= PASSAGE =

# Villager price guide...



## in-a-pickle (Aug 27, 2013)

Hey everyone. So recently I begun to think about how nice it would be to have a guide to refer to when trading your villagers, bell-wise. I googled it to see if such a thing was in existence and stumbled across and old thread on this forum. It brought up a couple of valid points, while also explaining the cons of having such a thing (people tampering with it, prices continuing to skyrocket on certain villagers).

Here's the thread: http://www.belltreeforums.com/showthread.php?82979-Would-anyone-find-this-villager-pricing-guide-useful

Anyway, people that trade often may find it uncomfortable to ask for too much for a villager, not knowing how much they typically go for, as well as not wanting to come out on the short end of the stick, What do you think? Should somebody create a thing like this?


----------



## Aquadirt (Aug 27, 2013)

Still not a great idea.  This guy said it perfectly.



MorsMortie said:


> I think a pricing guide could be a disastrous idea.
> 
> Value is entirely subjective, and it should remain that way. Making a public document that's easy for people to grasp and disseminate will only lead to inflation of popular villagers and a drought of unpopular ones.
> 
> ...


----------



## AhBobby (Aug 27, 2013)

Oh my god. That was crazy. That just blew my mind. o.o


----------



## TheResult (Aug 27, 2013)

Everybody should just use the Search function to find the last two or three threads that sold a villager and estimate the villager's worth based on them. And then make the price at least 25% cheaper to be a sport.


----------



## in-a-pickle (Aug 27, 2013)

Aquadirt said:


> Still not a great idea.  This guy said it perfectly.



All very good points. It does certainly question if such of thing would ruin trading and dreams for everyone (now that sounds horrible xD). But what if villagers weren't priced specifically, such as the Tangy=30mil bells equation, but more into groups. You can expect to pay below one million for this tier, 1 million-5million for this tier and so on. It shows the lowest and highest you pay, so people who aren't rolling in dough know that "once-upon-a-trade" one anonymous user bought Tangy for only 6 million, thus tangy falls into the 6-whatever million category. The list would always have to change of course, as rare instances and generous sellers alter it. 

Stitches/Ankha, etc... will likely always end up in the tippy top place, but this guide can still include information about every trading instance of Stitches (a lot of work to keep up, but still useful). If only a vague number is given, a wide range,  it doesn't do away with all the problems, but still allows sellers to find useful info. It's still up to them how much they want.

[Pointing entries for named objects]
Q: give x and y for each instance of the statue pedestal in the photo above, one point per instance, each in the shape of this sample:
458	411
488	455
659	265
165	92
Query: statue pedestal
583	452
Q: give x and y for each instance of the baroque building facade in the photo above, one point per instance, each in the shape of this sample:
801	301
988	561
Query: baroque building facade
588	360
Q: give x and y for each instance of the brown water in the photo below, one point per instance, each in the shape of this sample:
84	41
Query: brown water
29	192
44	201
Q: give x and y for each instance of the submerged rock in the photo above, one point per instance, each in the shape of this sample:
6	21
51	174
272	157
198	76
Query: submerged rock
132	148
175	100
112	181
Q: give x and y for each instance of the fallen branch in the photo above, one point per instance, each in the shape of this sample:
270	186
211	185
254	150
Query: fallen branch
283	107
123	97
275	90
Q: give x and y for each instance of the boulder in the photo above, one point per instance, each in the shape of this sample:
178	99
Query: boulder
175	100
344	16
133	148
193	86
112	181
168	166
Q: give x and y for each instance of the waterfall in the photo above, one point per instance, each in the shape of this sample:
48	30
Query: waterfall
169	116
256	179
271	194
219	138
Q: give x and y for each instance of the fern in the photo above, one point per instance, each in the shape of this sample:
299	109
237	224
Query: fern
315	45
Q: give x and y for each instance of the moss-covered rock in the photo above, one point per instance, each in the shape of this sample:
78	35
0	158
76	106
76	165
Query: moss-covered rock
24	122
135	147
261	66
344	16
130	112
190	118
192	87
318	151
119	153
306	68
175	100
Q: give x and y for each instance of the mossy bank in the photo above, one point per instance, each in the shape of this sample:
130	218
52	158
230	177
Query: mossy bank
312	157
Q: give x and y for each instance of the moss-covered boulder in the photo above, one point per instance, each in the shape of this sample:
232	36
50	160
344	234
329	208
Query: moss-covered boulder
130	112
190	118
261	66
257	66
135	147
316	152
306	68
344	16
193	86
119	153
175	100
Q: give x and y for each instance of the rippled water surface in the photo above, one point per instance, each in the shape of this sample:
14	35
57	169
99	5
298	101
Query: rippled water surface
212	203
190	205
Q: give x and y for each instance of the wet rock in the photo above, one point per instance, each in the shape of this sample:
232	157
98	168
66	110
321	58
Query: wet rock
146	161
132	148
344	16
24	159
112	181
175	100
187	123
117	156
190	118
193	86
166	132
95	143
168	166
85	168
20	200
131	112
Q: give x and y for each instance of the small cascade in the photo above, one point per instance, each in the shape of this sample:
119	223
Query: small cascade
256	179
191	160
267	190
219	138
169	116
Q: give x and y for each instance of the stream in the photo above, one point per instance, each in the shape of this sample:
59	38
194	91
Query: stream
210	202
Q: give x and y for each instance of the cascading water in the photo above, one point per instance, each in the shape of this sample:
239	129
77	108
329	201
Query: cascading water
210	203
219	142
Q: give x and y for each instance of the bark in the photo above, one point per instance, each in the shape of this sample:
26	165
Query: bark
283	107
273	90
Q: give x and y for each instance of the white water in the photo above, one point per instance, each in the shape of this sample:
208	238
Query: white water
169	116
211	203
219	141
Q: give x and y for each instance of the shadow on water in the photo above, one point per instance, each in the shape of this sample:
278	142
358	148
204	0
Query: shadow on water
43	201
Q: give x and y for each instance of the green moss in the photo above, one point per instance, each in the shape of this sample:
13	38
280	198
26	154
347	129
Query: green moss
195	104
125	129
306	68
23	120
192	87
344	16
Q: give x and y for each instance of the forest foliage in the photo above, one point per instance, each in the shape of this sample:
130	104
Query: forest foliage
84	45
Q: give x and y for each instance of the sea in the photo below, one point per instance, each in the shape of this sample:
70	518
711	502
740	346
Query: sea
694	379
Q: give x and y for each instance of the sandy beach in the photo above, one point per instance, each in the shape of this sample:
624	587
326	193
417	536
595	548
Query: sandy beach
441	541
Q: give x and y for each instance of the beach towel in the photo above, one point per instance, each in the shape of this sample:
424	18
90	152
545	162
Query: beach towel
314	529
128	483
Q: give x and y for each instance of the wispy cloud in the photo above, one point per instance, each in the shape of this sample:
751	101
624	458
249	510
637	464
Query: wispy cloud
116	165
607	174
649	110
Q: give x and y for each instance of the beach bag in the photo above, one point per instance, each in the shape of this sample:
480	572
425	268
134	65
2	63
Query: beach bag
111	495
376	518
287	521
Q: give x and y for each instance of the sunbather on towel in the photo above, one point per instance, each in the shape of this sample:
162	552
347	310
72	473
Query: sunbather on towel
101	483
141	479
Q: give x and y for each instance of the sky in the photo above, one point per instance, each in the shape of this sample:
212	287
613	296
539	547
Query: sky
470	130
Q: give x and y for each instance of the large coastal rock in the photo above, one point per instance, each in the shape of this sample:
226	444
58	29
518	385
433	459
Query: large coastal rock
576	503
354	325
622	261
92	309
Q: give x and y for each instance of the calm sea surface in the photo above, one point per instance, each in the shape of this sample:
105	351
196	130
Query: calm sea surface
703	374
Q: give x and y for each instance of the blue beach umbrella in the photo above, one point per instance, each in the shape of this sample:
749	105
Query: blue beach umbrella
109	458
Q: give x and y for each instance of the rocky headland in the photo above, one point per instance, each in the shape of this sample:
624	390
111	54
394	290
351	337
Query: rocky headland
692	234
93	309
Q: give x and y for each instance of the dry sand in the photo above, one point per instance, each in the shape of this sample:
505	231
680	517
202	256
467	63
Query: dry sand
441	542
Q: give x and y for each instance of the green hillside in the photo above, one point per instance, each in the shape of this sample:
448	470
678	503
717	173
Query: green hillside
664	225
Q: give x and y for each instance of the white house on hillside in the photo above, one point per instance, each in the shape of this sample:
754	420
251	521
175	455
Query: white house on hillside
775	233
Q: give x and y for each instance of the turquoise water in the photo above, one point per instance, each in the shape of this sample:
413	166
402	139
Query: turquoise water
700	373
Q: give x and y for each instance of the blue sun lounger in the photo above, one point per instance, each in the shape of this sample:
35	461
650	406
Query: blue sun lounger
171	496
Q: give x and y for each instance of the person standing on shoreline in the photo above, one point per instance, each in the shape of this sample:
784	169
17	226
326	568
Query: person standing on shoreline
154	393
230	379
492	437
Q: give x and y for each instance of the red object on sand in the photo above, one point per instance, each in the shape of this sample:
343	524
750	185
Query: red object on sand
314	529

= WHAT THIS TASK INVOLVES =
Retype the forum thread from "Everybody should just" to "be a sport.". These records are separate material with no connection to the forum thread.

= ANSWER IN FULL =
Everybody should just use the Search function to find the last two or three threads that sold a villager and estimate the villager's worth based on them. And then make the price at least 25% cheaper to be a sport.